== EXERCISE OBJECTIVE ==
Check each line of the data for "beige", then give the number of lines that have it, without any other words.

======

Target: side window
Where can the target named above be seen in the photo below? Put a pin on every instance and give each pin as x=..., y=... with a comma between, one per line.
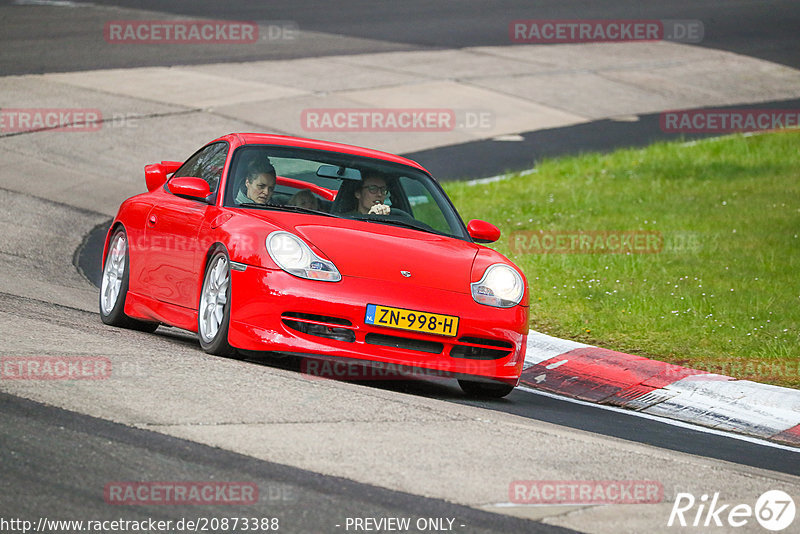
x=423, y=204
x=206, y=164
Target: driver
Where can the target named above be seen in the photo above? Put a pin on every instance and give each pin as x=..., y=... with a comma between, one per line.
x=371, y=195
x=259, y=183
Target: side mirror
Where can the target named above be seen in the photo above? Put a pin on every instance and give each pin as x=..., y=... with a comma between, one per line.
x=156, y=174
x=483, y=232
x=190, y=187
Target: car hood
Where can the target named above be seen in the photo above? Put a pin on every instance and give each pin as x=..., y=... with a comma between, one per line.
x=384, y=252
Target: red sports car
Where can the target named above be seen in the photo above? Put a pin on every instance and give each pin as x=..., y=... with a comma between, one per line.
x=272, y=243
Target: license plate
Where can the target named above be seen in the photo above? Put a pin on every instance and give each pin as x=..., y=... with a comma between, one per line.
x=417, y=321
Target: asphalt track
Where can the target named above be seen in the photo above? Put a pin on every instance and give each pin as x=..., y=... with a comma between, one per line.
x=89, y=451
x=562, y=412
x=56, y=465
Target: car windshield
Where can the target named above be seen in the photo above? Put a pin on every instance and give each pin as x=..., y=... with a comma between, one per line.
x=340, y=185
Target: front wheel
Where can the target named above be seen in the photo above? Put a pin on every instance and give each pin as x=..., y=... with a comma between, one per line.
x=214, y=311
x=485, y=390
x=114, y=286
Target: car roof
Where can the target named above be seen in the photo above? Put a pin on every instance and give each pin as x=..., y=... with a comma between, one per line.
x=315, y=144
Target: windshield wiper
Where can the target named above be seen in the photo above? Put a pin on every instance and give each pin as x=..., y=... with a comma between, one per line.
x=280, y=207
x=413, y=224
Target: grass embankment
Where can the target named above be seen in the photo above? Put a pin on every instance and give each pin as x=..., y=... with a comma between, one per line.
x=720, y=292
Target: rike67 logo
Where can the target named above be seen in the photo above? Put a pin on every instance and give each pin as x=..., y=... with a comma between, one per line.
x=774, y=510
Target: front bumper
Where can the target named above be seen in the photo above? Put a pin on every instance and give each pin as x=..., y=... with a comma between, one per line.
x=272, y=310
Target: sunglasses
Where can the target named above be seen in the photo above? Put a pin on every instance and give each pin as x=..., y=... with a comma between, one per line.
x=376, y=189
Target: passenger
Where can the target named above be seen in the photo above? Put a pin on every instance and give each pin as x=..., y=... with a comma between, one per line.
x=259, y=183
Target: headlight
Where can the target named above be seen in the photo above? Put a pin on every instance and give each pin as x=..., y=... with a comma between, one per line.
x=295, y=257
x=501, y=286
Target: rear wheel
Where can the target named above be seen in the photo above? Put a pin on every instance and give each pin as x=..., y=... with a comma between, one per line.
x=114, y=286
x=484, y=389
x=214, y=312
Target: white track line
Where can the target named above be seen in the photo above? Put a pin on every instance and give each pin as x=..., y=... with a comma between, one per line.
x=706, y=430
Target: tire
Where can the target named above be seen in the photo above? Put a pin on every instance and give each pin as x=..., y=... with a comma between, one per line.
x=214, y=309
x=114, y=286
x=485, y=390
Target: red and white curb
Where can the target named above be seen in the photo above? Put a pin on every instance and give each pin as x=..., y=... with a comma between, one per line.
x=661, y=389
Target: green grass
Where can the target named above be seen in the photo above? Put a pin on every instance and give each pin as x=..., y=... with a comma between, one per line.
x=723, y=292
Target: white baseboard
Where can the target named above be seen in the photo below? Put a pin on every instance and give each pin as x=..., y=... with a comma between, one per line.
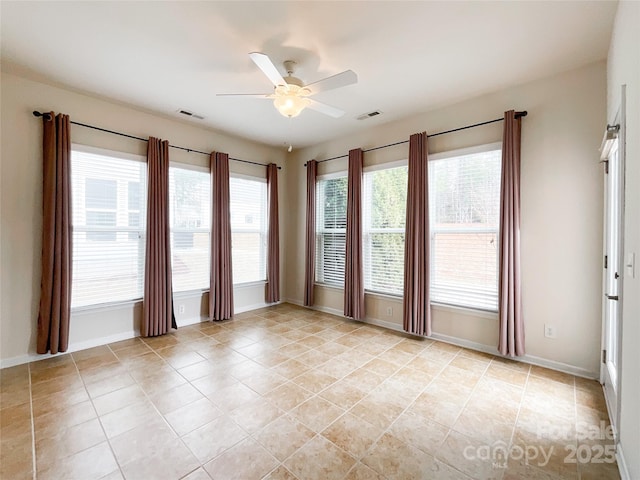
x=530, y=359
x=622, y=464
x=461, y=342
x=185, y=322
x=255, y=306
x=75, y=347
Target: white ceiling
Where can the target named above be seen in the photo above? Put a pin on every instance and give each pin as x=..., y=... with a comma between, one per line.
x=409, y=56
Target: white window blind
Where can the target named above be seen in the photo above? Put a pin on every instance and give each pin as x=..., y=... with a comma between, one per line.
x=384, y=207
x=331, y=229
x=108, y=196
x=464, y=193
x=190, y=214
x=248, y=207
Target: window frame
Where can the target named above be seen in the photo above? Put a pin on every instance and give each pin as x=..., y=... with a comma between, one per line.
x=367, y=231
x=141, y=231
x=319, y=239
x=432, y=231
x=263, y=232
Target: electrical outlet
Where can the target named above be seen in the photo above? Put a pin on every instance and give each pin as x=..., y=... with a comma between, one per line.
x=549, y=331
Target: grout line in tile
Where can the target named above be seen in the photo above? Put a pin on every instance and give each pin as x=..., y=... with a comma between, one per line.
x=33, y=427
x=98, y=416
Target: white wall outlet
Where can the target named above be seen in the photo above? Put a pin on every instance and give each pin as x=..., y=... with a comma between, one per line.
x=549, y=331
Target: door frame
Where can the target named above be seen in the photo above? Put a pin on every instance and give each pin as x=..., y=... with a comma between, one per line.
x=613, y=397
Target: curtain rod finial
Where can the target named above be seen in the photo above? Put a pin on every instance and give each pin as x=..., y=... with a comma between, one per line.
x=46, y=116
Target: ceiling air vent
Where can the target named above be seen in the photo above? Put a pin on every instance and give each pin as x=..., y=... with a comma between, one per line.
x=364, y=116
x=187, y=113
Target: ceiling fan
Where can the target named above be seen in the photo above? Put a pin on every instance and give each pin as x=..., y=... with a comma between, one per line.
x=291, y=95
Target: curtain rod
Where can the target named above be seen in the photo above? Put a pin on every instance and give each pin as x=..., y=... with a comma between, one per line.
x=189, y=150
x=517, y=114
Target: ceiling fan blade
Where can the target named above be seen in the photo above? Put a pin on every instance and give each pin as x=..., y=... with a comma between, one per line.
x=324, y=108
x=348, y=77
x=265, y=64
x=255, y=95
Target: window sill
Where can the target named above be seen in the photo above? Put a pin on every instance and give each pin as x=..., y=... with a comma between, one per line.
x=249, y=284
x=190, y=293
x=105, y=306
x=469, y=311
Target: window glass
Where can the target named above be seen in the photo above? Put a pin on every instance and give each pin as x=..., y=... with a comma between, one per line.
x=108, y=244
x=464, y=195
x=248, y=209
x=331, y=228
x=190, y=213
x=384, y=217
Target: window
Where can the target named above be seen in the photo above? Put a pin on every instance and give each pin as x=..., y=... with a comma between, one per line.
x=464, y=196
x=248, y=207
x=108, y=192
x=331, y=229
x=190, y=213
x=384, y=207
x=100, y=208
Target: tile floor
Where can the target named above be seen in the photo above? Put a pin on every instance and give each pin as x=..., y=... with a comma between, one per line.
x=289, y=393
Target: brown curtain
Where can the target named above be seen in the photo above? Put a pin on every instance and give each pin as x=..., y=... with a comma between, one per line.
x=221, y=284
x=353, y=268
x=416, y=305
x=55, y=285
x=158, y=317
x=273, y=237
x=310, y=234
x=511, y=340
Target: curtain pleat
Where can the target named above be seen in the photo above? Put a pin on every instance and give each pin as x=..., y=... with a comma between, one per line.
x=221, y=283
x=273, y=237
x=353, y=266
x=158, y=316
x=310, y=234
x=55, y=286
x=511, y=338
x=416, y=305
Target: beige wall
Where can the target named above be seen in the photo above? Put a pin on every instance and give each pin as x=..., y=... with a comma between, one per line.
x=20, y=204
x=561, y=212
x=624, y=69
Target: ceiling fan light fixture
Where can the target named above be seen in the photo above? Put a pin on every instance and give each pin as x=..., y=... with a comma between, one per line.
x=289, y=101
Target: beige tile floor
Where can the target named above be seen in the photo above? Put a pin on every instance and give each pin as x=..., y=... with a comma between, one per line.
x=289, y=393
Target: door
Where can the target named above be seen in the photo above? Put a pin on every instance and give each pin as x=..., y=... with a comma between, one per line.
x=613, y=157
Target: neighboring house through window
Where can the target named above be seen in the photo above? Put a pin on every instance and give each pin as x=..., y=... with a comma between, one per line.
x=464, y=197
x=190, y=221
x=108, y=220
x=248, y=208
x=384, y=206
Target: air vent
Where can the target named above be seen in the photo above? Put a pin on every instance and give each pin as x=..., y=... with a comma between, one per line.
x=364, y=116
x=187, y=113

======

== EXERCISE ANSWER ==
2